== Consigne 1 ==
Dans le texte sur les déportations de 1989, qu'est-ce qui borde au Sud le pays rêvé par les femmes et les hommes des idéaux évoqués ?
== Consigne 2 ==
Énumérez les catégories d'habitants que le texte sur les déportations de 1989 cite pour décrire « ce pays de sable ».
== Consigne 3 ==
Recopiez fidèlement le passage du texte sur les déportations de 1989 qui va de « Comme si, chez » jusqu'à « passionnément, douloureusement, charnellement. ».

== Passage extrait ==
++++++++++
{jcomments on}Plus de 20 ans après les évènements de 1989, la question des déportations reste vivace, brûlante, sujette à toutes les polémiques et controverses, à toutes les manipulations et les négations.
Entre cécité nationale et urgence d’une mémoire apaisée, sinon réconciliée, les fantômes des morts de 1989 et après, les douleurs de ceux qui furent chassés, les mots oubliés et les souffrances réelles n’en finissent plus de hanter les survivants.
Comme si, chez nous, l’Histoire avait été, un temps, une histoire universelle et commune à tous ces agrégats de sociétés réunies sous la terminologie « mauritanité ». Comme si le leitmotiv d’une unité nationale mainte fois déchirée, maintes fois rapiécée, maintes fois recousue, pouvait servir de mémoire commune.
La seule mémoire commune que nous avons fut celle des idéaux des femmes et des hommes, de moins en moins nombreux aujourd’hui, qui ont rêvé un pays bercé par l’Atlantique à l’Ouest, le Fleuve nourricier au Sud, le Sahara au Nord, le Sahel à l’Est. Cette mémoire politique est la seule que nous ayons. La seule qui nous permet de nous sentir, au travers des déchirures de la mémoire sociale, mauritaniens, passionnément, douloureusement, charnellement.
Quand les peuples se côtoient sans se mélanger, quand les réalités de tous nos racismes nous envahissent, nous nous rattrapons à cette mémoire politique, ardemment défendue par nos anciens des Indépendances.
Et nous regardons ce passé, honteux que nous sommes, où des hommes et des femmes ont eu le courage et le culot de rêver un pays où les citoyens seraient égaux, libres et fiers de se regarder les uns les autres, libres de toutes contingences tribales, sociales, sociologiques, loin des carcans des diktats sociétaux.
Dans ce pays de sable, de marigots, de nomades, d’agriculteurs, d’éleveurs, de pêcheurs, ce pays aux multiples langues, dans ce rêve premier, l’avenir se proposait. Et ne s’imposait pas.
La multiculturalité comme terreau de naissance, la diversité comme prisme, la tolérance comme bataille. 1989 a été la fin de ce grand mythe unificateur, la tâche sombre, indélébile, celle de l’infamie, de l’imposture, du vol, du crime d’Etat, de la mystification, de l’ordure.
20 ans après, nous n’avons toujours pas soldé notre passif.
20 ans après, nous refusons toujours de regarder notre passé en face, droit dans les yeux.
Tous savaient, personne n’est coupable. Tous coupables mais non responsables. Tous criminels aux mains propres.
++++++++++
== Entrées d'annotation de coordonnées ==
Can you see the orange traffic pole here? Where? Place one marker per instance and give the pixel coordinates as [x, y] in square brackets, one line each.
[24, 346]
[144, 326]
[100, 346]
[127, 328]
++++++++++
== Réponse finale 1 ==
Le Fleuve nourricier.

== Réponse finale 2 ==
Les nomades, les agriculteurs, les éleveurs et les pêcheurs.

== Réponse finale 3 ==
Comme si, chez nous, l’Histoire avait été, un temps, une histoire universelle et commune à tous ces agrégats de sociétés réunies sous la terminologie « mauritanité ». Comme si le leitmotiv d’une unité nationale mainte fois déchirée, maintes fois rapiécée, maintes fois recousue, pouvait servir de mémoire commune.
La seule mémoire commune que nous avons fut celle des idéaux des femmes et des hommes, de moins en moins nombreux aujourd’hui, qui ont rêvé un pays bercé par l’Atlantique à l’Ouest, le Fleuve nourricier au Sud, le Sahara au Nord, le Sahel à l’Est. Cette mémoire politique est la seule que nous ayons. La seule qui nous permet de nous sentir, au travers des déchirures de la mémoire sociale, mauritaniens, passionnément, douloureusement, charnellement.